[start of SUPPLIED DATA]

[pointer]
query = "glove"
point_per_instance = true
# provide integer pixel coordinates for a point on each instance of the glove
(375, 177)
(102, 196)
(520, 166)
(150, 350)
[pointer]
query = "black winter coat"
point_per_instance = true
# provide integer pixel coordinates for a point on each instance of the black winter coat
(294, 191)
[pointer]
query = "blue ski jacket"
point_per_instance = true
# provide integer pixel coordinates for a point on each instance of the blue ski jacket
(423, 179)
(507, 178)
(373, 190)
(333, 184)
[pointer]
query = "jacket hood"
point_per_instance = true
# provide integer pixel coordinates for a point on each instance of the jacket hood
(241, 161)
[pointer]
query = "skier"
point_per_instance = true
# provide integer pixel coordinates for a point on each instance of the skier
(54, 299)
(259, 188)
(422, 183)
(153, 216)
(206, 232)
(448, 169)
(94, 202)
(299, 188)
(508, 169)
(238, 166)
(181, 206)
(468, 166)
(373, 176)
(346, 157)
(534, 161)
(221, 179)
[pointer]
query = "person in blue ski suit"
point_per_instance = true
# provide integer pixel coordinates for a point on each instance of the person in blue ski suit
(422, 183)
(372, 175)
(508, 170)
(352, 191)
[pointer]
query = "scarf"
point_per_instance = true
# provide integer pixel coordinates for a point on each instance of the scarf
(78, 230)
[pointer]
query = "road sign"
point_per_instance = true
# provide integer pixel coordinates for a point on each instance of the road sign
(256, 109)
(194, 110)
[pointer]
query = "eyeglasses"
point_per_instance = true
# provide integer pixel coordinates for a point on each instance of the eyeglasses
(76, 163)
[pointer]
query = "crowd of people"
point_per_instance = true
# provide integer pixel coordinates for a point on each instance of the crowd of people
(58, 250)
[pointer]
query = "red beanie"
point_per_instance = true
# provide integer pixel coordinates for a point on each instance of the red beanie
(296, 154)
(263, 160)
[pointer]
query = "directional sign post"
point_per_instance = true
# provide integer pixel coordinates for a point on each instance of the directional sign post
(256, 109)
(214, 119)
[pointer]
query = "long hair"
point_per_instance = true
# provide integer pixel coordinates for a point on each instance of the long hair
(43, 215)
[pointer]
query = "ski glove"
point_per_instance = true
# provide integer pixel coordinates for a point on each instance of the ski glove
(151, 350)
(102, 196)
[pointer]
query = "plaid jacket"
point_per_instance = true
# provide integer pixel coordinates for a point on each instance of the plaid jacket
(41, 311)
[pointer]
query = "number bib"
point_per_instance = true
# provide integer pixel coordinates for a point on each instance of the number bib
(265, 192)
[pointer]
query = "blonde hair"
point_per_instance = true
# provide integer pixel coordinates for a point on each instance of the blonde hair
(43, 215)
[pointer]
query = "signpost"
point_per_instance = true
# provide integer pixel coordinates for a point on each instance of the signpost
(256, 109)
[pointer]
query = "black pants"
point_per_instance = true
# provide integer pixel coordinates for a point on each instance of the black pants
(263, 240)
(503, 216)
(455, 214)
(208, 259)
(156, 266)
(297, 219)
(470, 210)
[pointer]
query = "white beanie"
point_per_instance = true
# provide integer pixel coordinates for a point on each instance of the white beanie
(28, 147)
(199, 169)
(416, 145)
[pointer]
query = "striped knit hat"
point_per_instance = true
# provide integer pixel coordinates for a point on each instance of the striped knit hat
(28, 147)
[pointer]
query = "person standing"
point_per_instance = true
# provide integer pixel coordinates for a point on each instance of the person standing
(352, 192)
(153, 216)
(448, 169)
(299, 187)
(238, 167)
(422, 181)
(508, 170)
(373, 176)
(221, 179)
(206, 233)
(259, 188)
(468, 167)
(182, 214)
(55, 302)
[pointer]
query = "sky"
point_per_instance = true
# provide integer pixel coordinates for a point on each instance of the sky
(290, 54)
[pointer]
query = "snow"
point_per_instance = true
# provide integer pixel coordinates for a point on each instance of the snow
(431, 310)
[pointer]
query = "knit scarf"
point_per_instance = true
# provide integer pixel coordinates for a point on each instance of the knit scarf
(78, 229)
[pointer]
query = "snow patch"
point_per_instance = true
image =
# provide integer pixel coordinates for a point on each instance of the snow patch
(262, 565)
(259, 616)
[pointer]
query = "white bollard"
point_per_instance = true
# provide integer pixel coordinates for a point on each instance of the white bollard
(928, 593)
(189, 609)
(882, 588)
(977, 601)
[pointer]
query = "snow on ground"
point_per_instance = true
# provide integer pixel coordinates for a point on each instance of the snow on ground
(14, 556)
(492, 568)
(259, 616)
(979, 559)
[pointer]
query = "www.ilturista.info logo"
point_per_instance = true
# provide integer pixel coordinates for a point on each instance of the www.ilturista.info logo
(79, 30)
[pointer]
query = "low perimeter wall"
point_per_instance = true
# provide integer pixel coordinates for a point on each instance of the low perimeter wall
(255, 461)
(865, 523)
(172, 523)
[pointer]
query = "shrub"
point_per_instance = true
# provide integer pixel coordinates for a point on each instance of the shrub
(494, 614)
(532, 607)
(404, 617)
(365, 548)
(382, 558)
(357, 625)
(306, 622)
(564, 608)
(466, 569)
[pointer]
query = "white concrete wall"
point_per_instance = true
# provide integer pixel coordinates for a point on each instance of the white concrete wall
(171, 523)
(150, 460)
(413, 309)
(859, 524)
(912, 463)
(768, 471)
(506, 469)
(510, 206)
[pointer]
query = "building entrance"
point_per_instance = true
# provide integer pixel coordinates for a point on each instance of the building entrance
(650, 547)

[end of SUPPLIED DATA]

TO BE DONE:
Without omitting anything, output the entries exactly.

FULL ANSWER:
[pointer]
query = "glove"
point_per_instance = true
# provide integer pixel coordinates for a point on each instance of the glove
(375, 177)
(102, 196)
(520, 166)
(150, 350)
[pointer]
query = "black winter coat"
point_per_instance = true
# provide integer pixel coordinates for a point on each instance of the black winter coat
(294, 191)
[pointer]
query = "blue ski jacket"
point_per_instance = true
# provide integer pixel coordinates for a point on each instance of the blue ski jacket
(423, 179)
(507, 178)
(373, 190)
(333, 184)
[pointer]
query = "jacket hood"
point_per_instance = true
# provide integer pixel coordinates for a point on each instance of the jacket hood
(241, 161)
[pointer]
query = "skier"
point_per_instance = true
# provide integer pixel coordinates for a point on each instance of the skier
(54, 299)
(259, 188)
(422, 183)
(153, 216)
(206, 232)
(448, 169)
(94, 202)
(299, 188)
(508, 169)
(238, 166)
(181, 206)
(468, 166)
(373, 176)
(346, 157)
(534, 161)
(221, 179)
[pointer]
query = "person in blue ski suit"
point_per_instance = true
# provide integer pixel coordinates for a point on each instance of the person in blue ski suit
(422, 183)
(372, 175)
(508, 170)
(352, 191)
[pointer]
query = "scarf"
point_per_instance = true
# provide integer pixel coordinates for a point on each instance of the scarf
(78, 230)
[pointer]
query = "road sign"
point_per_instance = true
# provide integer pixel coordinates for a point on each instance of the road sign
(256, 109)
(194, 110)
[pointer]
query = "eyeglasses"
point_per_instance = true
# provide integer pixel coordinates for a point on each instance of the eyeglasses
(76, 163)
[pointer]
query = "crowd of people"
point_per_instance = true
# provide integer pixel coordinates for a point on each instance of the crowd of people
(58, 250)
[pointer]
query = "red beanie"
point_per_instance = true
# provide integer pixel coordinates for a point on each instance of the red beanie
(296, 154)
(263, 160)
[pointer]
query = "directional sign post"
point_per_instance = true
# provide integer pixel coordinates for a point on each instance of the directional sign post
(256, 109)
(214, 119)
[pointer]
query = "long hair"
point_per_instance = true
# provide integer pixel coordinates for a point on each instance of the long hair
(43, 215)
[pointer]
query = "ski glove"
point_per_instance = true
# provide integer pixel coordinates for a point on each instance of the ski glove
(151, 350)
(102, 196)
[pointer]
query = "plaid jacket"
point_per_instance = true
# provide integer pixel coordinates for a point on each instance of the plaid jacket
(41, 311)
[pointer]
query = "number bib"
point_per_instance = true
# provide integer pixel coordinates for a point on each instance of the number bib
(265, 192)
[pointer]
query = "blonde hair"
point_per_instance = true
# provide integer pixel coordinates for a point on each instance of the blonde hair
(43, 215)
[pointer]
query = "signpost"
point_per_instance = true
# provide integer pixel coordinates for a point on each instance of the signpost
(256, 109)
[pointer]
query = "black pants"
point_per_instance = true
# provide integer pixel coordinates for a point on each instance of the black pants
(263, 240)
(503, 216)
(455, 214)
(208, 259)
(156, 266)
(297, 219)
(470, 210)
[pointer]
query = "white beanie"
point_per_instance = true
# provide integer pixel coordinates for a point on each instance of the white beanie
(28, 147)
(199, 169)
(416, 145)
[pointer]
query = "striped knit hat"
point_per_instance = true
# provide integer pixel coordinates for a point on each instance of the striped knit hat
(28, 147)
[pointer]
query = "person standing"
point_per_instance = true
# provide integer pixel coordinates for a point on each instance of the person standing
(352, 192)
(153, 216)
(448, 169)
(299, 187)
(238, 167)
(422, 181)
(508, 170)
(373, 176)
(221, 179)
(206, 233)
(259, 188)
(468, 167)
(182, 214)
(55, 302)
[pointer]
query = "sky"
point_per_instance = true
# provide integer pixel coordinates for a point on each instance of the sky
(290, 54)
[pointer]
query = "snow"
point_per_instance = true
# provide integer pixel coordinates for a point on each instance of the snow
(431, 310)
[pointer]
query = "knit scarf"
point_per_instance = true
# provide integer pixel coordinates for a point on each instance of the knit scarf
(78, 229)
[pointer]
query = "snow patch"
point_per_instance = true
image =
# provide integer pixel coordinates for a point on each instance of the snow patch
(262, 565)
(259, 616)
[pointer]
query = "white bollard"
point_per_instance = true
# provide integer pixel coordinates for a point on each instance of the white bollard
(928, 593)
(189, 609)
(882, 588)
(977, 601)
[pointer]
query = "snow on ground"
point_per_instance = true
# provide integer pixel coordinates for a point on each instance of the snow on ground
(14, 556)
(492, 568)
(259, 616)
(979, 559)
[pointer]
query = "www.ilturista.info logo"
point_per_instance = true
# provide integer pixel coordinates for a point on each instance of the www.ilturista.info logo
(79, 30)
[pointer]
query = "low perimeter wall"
point_per_instance = true
# provide integer pixel coordinates for a point on each instance of the low perimeter wall
(255, 461)
(865, 523)
(172, 523)
[pointer]
query = "shrub"
point_per_instance = true
# provide integer pixel coordinates for a point on each instance of the shrub
(494, 614)
(532, 607)
(404, 617)
(365, 548)
(382, 558)
(357, 625)
(306, 622)
(564, 608)
(466, 569)
[pointer]
query = "white concrete wall"
point_per_instance = true
# provide integer pixel coordinates for a point on each instance of the white concrete wall
(171, 523)
(150, 460)
(413, 309)
(859, 524)
(912, 463)
(768, 471)
(506, 469)
(510, 206)
[pointer]
query = "building entrance"
point_per_instance = true
# provide integer pixel coordinates for a point on each instance of the building entrance
(650, 547)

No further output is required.